● **OBJECTIVE**
Reproduce every line of the records below, requests included, between the line holding "Highlight riverbank in" and the end of the records, inclusive. Add 49 to each coordinate value in the answers.

• • •

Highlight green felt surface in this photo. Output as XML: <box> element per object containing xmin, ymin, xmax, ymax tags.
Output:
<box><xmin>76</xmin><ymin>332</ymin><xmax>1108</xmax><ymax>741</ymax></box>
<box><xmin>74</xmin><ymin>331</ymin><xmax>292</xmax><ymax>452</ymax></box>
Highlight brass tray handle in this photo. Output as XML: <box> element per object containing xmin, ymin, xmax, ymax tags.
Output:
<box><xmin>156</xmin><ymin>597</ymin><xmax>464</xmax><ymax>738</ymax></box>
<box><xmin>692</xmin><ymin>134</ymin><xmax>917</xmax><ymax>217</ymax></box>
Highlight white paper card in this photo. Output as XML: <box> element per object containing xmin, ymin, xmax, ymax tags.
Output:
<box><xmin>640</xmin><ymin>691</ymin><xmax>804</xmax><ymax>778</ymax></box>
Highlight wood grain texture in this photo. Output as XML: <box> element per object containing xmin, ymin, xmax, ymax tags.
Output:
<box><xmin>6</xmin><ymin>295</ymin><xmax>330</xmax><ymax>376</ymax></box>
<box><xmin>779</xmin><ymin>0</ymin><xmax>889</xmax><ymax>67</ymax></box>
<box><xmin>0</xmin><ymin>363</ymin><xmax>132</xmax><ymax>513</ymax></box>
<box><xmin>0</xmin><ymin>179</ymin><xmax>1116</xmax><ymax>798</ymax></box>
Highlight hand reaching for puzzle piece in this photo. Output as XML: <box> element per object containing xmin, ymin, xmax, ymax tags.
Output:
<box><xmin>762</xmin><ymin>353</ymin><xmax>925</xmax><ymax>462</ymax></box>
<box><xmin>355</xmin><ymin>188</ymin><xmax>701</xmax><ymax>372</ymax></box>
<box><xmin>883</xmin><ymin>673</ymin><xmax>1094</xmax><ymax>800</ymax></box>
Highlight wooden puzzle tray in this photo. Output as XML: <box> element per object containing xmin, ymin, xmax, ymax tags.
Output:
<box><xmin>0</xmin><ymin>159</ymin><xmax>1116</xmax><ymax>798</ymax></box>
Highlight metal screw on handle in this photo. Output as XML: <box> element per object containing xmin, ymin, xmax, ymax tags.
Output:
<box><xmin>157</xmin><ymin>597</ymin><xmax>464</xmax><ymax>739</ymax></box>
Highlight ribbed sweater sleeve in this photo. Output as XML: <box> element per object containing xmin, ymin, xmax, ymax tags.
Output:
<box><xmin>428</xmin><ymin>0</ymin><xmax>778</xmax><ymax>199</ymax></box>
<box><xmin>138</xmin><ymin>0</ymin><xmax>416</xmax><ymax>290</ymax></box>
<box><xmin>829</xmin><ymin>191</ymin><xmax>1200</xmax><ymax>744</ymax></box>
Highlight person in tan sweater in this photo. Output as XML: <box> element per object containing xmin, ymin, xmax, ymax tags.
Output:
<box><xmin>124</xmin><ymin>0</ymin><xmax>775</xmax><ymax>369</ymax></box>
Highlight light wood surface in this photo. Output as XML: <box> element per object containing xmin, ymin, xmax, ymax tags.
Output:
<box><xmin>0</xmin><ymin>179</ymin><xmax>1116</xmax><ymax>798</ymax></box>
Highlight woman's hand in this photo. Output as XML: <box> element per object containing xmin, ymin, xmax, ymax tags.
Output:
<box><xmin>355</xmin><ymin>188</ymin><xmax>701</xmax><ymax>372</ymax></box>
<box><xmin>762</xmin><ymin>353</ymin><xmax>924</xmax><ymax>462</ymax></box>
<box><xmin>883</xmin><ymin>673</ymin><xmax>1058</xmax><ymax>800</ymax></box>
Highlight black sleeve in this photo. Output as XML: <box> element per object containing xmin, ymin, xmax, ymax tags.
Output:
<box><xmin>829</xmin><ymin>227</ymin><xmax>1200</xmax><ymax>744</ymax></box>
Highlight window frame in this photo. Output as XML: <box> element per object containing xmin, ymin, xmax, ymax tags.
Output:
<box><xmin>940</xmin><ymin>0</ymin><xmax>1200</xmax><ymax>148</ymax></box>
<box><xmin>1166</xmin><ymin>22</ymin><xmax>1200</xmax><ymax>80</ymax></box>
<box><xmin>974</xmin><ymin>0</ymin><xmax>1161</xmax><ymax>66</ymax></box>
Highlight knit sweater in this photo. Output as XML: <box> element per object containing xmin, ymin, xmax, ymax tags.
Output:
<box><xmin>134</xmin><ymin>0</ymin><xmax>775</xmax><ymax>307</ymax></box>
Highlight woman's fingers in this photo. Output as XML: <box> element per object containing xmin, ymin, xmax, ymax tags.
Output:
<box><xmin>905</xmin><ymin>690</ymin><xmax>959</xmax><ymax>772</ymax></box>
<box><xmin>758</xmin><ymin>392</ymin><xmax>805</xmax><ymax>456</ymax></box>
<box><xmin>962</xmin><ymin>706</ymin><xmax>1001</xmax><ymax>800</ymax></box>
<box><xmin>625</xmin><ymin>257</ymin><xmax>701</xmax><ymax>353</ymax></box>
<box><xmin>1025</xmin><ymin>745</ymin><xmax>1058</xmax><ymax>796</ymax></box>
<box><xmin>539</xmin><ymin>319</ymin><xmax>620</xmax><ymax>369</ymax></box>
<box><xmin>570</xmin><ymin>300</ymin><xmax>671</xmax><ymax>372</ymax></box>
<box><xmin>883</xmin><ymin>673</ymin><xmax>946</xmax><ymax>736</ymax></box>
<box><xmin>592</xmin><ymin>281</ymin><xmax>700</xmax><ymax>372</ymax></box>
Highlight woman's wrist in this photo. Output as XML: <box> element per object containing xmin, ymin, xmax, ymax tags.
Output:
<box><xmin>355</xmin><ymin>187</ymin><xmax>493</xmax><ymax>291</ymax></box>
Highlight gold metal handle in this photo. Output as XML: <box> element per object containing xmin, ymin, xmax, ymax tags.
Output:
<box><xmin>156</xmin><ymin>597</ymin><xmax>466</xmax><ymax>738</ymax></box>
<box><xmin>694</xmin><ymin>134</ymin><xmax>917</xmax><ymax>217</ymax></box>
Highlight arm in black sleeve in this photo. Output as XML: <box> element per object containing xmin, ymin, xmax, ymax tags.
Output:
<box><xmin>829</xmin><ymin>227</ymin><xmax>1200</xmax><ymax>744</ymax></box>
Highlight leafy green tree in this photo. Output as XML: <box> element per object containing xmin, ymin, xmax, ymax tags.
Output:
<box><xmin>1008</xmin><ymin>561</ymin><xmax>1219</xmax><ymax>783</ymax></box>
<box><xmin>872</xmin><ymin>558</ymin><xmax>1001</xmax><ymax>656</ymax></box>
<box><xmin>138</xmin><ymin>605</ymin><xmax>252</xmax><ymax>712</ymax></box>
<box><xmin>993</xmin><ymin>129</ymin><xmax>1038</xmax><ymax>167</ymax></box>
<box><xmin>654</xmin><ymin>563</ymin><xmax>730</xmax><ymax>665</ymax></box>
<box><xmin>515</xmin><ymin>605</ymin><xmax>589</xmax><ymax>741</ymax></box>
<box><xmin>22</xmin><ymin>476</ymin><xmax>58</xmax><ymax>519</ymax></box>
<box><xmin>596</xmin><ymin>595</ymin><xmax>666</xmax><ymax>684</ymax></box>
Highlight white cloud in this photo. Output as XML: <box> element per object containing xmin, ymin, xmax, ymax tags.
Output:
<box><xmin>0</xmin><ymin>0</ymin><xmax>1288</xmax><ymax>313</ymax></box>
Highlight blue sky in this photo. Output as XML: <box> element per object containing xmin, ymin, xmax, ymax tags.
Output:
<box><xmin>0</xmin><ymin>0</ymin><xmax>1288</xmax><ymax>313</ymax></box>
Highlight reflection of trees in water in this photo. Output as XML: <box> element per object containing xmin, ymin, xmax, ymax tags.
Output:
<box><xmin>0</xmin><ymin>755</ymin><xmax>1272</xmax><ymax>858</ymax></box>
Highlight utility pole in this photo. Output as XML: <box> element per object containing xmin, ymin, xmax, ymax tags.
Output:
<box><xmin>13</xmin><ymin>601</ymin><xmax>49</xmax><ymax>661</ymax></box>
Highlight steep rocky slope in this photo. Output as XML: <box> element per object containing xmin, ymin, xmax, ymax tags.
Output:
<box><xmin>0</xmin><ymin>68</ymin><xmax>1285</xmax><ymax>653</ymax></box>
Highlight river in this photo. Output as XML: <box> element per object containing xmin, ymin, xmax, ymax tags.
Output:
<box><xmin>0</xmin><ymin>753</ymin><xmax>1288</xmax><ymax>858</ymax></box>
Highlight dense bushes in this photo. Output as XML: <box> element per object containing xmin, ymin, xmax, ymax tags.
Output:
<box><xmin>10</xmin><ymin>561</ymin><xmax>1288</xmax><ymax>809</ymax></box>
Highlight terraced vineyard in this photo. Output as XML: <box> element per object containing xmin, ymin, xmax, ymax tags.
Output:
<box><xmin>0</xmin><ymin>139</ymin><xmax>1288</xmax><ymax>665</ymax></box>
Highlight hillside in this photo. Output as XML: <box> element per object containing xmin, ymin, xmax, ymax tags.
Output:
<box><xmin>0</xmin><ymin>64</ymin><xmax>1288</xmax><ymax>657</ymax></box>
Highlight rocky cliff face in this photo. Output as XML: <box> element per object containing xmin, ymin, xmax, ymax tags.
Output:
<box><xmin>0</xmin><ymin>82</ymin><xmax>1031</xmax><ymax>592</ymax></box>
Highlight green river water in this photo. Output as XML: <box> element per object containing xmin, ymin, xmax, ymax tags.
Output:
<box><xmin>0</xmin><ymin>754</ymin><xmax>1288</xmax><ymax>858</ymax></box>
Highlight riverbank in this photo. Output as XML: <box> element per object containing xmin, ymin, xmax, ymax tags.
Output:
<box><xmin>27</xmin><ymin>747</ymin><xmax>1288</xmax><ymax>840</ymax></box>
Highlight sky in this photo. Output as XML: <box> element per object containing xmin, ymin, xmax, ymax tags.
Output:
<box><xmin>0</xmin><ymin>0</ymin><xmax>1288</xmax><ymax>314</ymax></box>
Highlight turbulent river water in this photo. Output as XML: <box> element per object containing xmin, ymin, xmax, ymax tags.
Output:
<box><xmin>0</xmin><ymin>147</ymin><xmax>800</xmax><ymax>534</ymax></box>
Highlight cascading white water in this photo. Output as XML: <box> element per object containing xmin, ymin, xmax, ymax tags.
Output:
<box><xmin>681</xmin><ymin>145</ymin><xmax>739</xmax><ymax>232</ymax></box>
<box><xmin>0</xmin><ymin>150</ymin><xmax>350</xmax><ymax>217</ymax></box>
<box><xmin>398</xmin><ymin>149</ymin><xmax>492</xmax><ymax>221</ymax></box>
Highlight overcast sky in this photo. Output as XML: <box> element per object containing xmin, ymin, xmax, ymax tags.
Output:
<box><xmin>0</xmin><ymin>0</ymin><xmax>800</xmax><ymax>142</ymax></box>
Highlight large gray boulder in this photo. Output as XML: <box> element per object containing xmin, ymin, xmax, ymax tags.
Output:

• • •

● **EXERCISE OUTPUT**
Highlight riverbank in this photo. Output as XML: <box> element per object containing xmin, ymin, xmax, ymax tags.
Output:
<box><xmin>76</xmin><ymin>796</ymin><xmax>1337</xmax><ymax>889</ymax></box>
Highlight sky in this photo. Output as XML: <box> element per object containing xmin, ymin, xmax, ymax tags.
Output:
<box><xmin>49</xmin><ymin>49</ymin><xmax>1337</xmax><ymax>363</ymax></box>
Highlight turbulent river water in this photo. Output as XML: <box> element per object containing xmin, ymin, xmax, ymax tags.
Output:
<box><xmin>49</xmin><ymin>196</ymin><xmax>849</xmax><ymax>583</ymax></box>
Highlight cascading white water in this photo. Output as XML: <box> element per object containing xmin, ymin, xmax, ymax tags.
Output:
<box><xmin>730</xmin><ymin>194</ymin><xmax>788</xmax><ymax>281</ymax></box>
<box><xmin>49</xmin><ymin>199</ymin><xmax>399</xmax><ymax>266</ymax></box>
<box><xmin>447</xmin><ymin>198</ymin><xmax>541</xmax><ymax>270</ymax></box>
Highlight overcast sky in this photo. Output as XML: <box> element per object containing xmin, ymin, xmax, ymax tags.
Output:
<box><xmin>49</xmin><ymin>49</ymin><xmax>849</xmax><ymax>191</ymax></box>
Highlight large gray boulder in this photo. Output as XML: <box> element per object containing xmin, ymin, xmax, ymax tags.
Output:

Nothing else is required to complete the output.